» Entries from a pointing dataset

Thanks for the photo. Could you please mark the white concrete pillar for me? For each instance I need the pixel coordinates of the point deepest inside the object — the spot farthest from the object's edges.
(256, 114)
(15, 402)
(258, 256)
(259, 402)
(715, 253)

» PROBLEM STATEMENT
Reproduce every line of the records above without any changes.

» RESULT
Thanks for the photo. Could you please mark the white concrete pillar for me? For each instance I need the pixel coordinates of the point deepest inside the object — the spot farthest from the object's edges.
(256, 114)
(15, 402)
(258, 256)
(259, 402)
(715, 253)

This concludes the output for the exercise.